--- START ENTRIES SUPPLIED ---

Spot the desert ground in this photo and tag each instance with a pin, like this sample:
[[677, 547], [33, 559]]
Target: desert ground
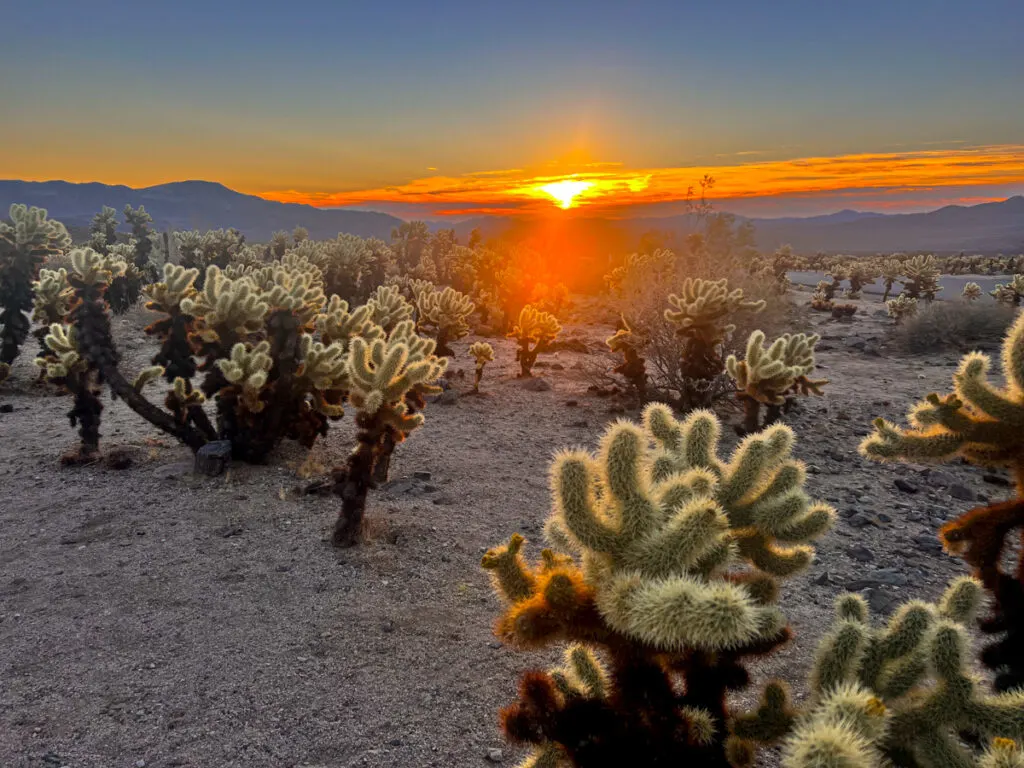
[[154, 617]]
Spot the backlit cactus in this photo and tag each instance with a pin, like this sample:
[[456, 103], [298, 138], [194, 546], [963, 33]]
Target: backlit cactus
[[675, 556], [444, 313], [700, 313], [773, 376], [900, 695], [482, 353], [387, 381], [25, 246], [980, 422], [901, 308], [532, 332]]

--- END ENTRIES SUPPLIED ---

→ **WORK REQUIRED**:
Write out the entries above word for word. Do not include the pictures.

→ **EXERCISE ANSWER**:
Spot the desert ground in this photo and tag each instance with a pin, like this sample:
[[677, 547], [33, 559]]
Target: desert ground
[[154, 617]]
Spot the backlit cactus in this photo and tag each instance with a pin, like this sample:
[[456, 103], [298, 138], [194, 546], [963, 33]]
Target: backlit cactus
[[675, 556], [444, 313], [700, 313], [773, 376], [900, 695], [482, 353], [387, 381], [25, 246], [980, 422], [901, 308], [532, 332]]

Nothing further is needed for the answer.